## [Supplied passage]
Saturday, April 21, 2012

Overreacting Parents and Restaurant

Boy, 10, taken to the hospital after being served rum at Indianapolis Olive Garden

I'm trying to picture myself taking one of my kids, at 10, to the hospital because they had 2 oz of a 4 oz. fruity rum cocktail. Seriously? What, exactly, did they expect the hospital to do? Pump his stomach?

"Oh noes! Our precious sweetums has tasted demon rum! Surely he now faces a life of alcoholism and debauchery!" Maybe they should try an exorcism, just to be sure.

These must be painfully over-protective and humorless parents.

And the poor waitress has been fired. For a harmless mistake she corrected as soon as she could. Poor thing. I hope the parents and restaurant owner feel good; in their ambition to be the world's most annoyingly over-protective parents and self-righteous restauranteurs they've screwed up some poor girl's life. I bet she's wishing she'd kept her mouth shut about the drink and hoped for the best, because honesty really didn't earn her anything here, whereas if she'd kept quiet and feigned ignorance, it's possible nobody would have noticed, and the 10-year-old boy would have quietly enjoyed the best non-alcoholic wildberry frullato daiquiri ever!

## [Exercise requirements]
(A) Answer these questions about the Olive Garden post:
(i) How old was the boy who was served rum?
(ii) How much of the cocktail did he drink?
(iii) What happened to the waitress?
(B) Summarize the Olive Garden post in two sentences.
(C) Continue the Olive Garden post from its last sentence.
The entries below are separate material, unrelated to the Olive Garden post.

## [Input data]
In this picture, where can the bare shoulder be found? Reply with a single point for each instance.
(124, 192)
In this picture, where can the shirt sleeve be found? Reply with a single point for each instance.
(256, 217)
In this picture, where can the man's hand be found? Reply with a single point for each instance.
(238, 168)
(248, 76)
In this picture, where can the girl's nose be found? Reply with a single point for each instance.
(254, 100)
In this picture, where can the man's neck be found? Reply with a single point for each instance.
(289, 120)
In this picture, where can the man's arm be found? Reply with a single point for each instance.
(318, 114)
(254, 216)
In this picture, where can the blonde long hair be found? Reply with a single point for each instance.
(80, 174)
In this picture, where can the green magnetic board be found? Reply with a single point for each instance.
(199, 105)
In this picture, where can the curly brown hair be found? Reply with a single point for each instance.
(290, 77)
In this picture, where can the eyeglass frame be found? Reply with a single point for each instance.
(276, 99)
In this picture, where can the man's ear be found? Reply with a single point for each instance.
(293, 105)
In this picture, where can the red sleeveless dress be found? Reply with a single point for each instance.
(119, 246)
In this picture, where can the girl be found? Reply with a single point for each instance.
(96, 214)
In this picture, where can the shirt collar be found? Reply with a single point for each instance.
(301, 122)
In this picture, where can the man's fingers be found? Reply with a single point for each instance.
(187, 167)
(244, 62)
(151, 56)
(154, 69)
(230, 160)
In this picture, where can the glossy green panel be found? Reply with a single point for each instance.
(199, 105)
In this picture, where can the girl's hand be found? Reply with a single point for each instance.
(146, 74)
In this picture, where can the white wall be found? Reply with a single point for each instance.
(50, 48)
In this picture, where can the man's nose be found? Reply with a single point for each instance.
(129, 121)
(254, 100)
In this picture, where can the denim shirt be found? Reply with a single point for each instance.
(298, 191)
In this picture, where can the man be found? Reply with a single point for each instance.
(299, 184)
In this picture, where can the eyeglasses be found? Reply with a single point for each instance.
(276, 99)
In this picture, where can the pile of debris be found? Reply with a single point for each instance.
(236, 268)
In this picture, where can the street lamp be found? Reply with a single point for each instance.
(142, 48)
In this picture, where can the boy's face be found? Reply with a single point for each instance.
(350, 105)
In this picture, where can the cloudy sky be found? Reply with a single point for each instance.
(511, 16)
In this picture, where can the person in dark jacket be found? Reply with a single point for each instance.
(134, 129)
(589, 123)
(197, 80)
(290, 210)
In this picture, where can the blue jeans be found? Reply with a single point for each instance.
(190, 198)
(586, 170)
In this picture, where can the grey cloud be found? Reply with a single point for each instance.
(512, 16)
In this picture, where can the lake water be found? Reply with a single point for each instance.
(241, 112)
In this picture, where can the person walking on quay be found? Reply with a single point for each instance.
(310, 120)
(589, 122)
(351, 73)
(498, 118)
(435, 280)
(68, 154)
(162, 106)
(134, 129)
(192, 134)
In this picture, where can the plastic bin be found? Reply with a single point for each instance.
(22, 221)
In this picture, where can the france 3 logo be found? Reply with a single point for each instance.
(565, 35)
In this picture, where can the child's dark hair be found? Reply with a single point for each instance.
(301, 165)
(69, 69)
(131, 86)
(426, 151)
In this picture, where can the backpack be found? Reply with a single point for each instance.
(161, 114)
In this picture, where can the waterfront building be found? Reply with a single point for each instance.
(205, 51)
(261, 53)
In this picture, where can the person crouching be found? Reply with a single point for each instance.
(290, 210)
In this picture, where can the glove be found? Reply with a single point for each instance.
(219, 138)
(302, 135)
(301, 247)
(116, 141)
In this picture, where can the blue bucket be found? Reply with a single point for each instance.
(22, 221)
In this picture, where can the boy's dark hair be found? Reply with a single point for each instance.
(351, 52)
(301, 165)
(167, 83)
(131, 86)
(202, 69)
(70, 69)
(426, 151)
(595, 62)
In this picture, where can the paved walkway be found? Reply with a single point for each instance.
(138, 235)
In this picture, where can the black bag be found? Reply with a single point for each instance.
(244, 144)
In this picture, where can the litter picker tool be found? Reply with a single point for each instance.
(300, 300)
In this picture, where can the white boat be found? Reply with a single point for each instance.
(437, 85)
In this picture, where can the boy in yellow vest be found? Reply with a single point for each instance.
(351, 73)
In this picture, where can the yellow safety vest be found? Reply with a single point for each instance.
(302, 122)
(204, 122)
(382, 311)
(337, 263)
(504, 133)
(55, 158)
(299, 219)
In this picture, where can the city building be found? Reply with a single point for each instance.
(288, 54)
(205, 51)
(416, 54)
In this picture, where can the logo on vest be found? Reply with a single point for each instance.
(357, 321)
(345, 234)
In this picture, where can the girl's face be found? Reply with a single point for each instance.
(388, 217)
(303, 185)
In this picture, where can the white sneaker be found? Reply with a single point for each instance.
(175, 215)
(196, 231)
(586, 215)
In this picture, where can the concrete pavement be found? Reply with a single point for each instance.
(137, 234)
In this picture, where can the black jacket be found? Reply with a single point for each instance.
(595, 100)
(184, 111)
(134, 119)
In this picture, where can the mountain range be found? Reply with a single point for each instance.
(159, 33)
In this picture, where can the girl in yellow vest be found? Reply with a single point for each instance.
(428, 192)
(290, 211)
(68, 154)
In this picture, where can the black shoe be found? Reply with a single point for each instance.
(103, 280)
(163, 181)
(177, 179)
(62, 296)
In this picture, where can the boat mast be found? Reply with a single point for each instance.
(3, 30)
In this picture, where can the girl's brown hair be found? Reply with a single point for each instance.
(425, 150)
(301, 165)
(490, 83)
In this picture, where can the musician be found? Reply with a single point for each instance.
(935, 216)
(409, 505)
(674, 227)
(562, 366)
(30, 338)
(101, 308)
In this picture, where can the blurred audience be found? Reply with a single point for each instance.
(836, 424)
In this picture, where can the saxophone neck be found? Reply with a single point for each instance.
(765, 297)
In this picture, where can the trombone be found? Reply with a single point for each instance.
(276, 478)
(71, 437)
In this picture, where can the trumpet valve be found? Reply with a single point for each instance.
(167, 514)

## [Your written answers]
(A)
(i) He was 10.
(ii) He drank 2 oz of a 4 oz. cocktail.
(iii) She was fired.

(B) After a 10-year-old boy drank 2 oz of a fruity rum cocktail served to him at an Indianapolis Olive Garden, his parents took him to the hospital, and the writer mocks them as painfully over-protective and humorless. The waitress was fired for a harmless mistake she corrected as soon as she could, and the writer argues that her honesty earned her nothing.

(C)
That may be technically unethical, and I'm normally pretty big on ethics, but the punishment here was so great and the harm so small that I'm more concerned with the ethics of powerful people -- the parents and restaurant owners -- self-righteously abusing their "zero tolerance policy" to screw some hapless and clearly honest waitress out of a job, and probably make their kid irreparably neurotic. Heck, I know for a fact I'd tasted a lot more than 2 oz. of alcoholic drinks a lot stronger than a "wildberry frullato daquiri" by 10.

When you make the punishment so disproportionate to the "crime" you're basically encouraging people to hide their mistakes. It seem par for the course, though, having heard stories from people who've worked at big restaurant and retail chains. They'll basically fire employees for the tiniest infractions, because at that skill level, in this job market, employees are essentially fungible.